**EXERCISE PASSAGE**
Editors’ note: “Alliances” is a series written about the relationships that hospitalists have with members of the clinical care team, from the team members’ points of view. It’s our hope that each installment of “Alliances” will provide valuable, revealing feedback that hospitalists can use to continually improve their intrateam relationships and, ultimately, patient care.
Nancy Perovic, RN, BSN, quality improvement and innovations coordinator with the hospitalist program at the University of Chicago Medical Center, says this quote from In Our Hands: How Hospital Leaders Can Build a Thriving Workforce is a statement she refers to often in her work and teaching: “Mutual respect between nurses and physicians for each other’s knowledge and competence, coupled with a mutual concern that quality patient care will be provided, are key organizational elements of work environments that attract and retain nurses.”1
In hospitals around the United States, in efforts to improve patient safety and in other initiatives including nurse recruitment and retention, one consistent element is optimizing communication among providers.2-4 Barbara Blakeney, MS, RN, president of the American Nurses Association, interviewed for the publication Web Morbidity and Mortality by its editor, hospitalist Robert Wachter, MD, says that when nurses are not properly supported in the work environment by other staff, and when there are not enough nurses, “it becomes a catch-22—the fewer nurses you have, the more difficult is the working environment, which leads to fewer nurses.”5
Blakeney recommends mutual training for physicians and nurses to improve patient care and safety focus on a number of key areas:
- Understanding and appreciating each other’s skill sets and knowledge base;
- Properly handing off patients and information; and
- Nurturing “a culture in which safety is considered a problem-solving situation and not a punishment situation.”6
“Nurses comprise the surveillance system in hospitals for errors and adverse occurrences,” emphasizes Blakeney, and “the effectiveness of nurse surveillance is influenced by factors that include the quality of the work environment.”5
As essential members of hospital teams, hospitalists play a big role in nurses’ work environments, and mutual support between hospitalists and nurses affects patient care and outcomes, and physician and nurse job satisfaction.6,7 In general, nurses give hospitalists high marks for communication, nurse support, and teamwork.

**EXERCISE AIM**
According to the article on hospitalists and nurses above, what does Barbara Blakeney say nurses comprise in hospitals? Please answer in one sentence.

**EXCERPTED DATA**
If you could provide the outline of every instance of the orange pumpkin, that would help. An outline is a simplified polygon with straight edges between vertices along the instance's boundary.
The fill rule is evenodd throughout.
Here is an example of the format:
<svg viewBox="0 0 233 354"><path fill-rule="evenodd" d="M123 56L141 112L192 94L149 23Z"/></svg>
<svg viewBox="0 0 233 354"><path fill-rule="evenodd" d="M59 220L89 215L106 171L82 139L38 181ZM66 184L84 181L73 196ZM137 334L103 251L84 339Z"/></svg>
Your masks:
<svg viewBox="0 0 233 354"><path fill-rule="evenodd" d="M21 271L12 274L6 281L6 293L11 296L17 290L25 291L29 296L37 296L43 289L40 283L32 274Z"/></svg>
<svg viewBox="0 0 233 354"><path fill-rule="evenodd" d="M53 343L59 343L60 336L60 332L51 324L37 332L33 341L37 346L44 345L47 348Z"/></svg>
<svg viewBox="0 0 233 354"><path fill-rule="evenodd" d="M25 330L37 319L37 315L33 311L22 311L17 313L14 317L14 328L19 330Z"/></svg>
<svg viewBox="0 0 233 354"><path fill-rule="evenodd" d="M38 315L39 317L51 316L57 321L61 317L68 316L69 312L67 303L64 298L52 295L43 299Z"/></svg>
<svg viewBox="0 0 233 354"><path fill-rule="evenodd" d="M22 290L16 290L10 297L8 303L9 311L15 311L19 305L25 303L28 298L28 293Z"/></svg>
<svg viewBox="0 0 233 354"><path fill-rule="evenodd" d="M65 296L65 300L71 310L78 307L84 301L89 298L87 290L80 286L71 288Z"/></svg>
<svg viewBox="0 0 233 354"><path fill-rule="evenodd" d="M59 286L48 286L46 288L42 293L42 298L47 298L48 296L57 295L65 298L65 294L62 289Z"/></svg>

---

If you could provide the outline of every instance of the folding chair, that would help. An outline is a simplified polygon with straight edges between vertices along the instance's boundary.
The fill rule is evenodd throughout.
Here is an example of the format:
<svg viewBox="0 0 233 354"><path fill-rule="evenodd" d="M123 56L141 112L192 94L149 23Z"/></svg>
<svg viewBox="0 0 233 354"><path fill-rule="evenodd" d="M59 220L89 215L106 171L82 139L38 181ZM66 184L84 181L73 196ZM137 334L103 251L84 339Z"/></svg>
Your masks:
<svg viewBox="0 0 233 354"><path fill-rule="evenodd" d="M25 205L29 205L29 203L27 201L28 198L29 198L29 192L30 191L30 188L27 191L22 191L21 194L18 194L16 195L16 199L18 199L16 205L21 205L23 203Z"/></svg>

**WRITTEN SOLUTION**
Nurses comprise the surveillance system in hospitals for errors and adverse occurrences.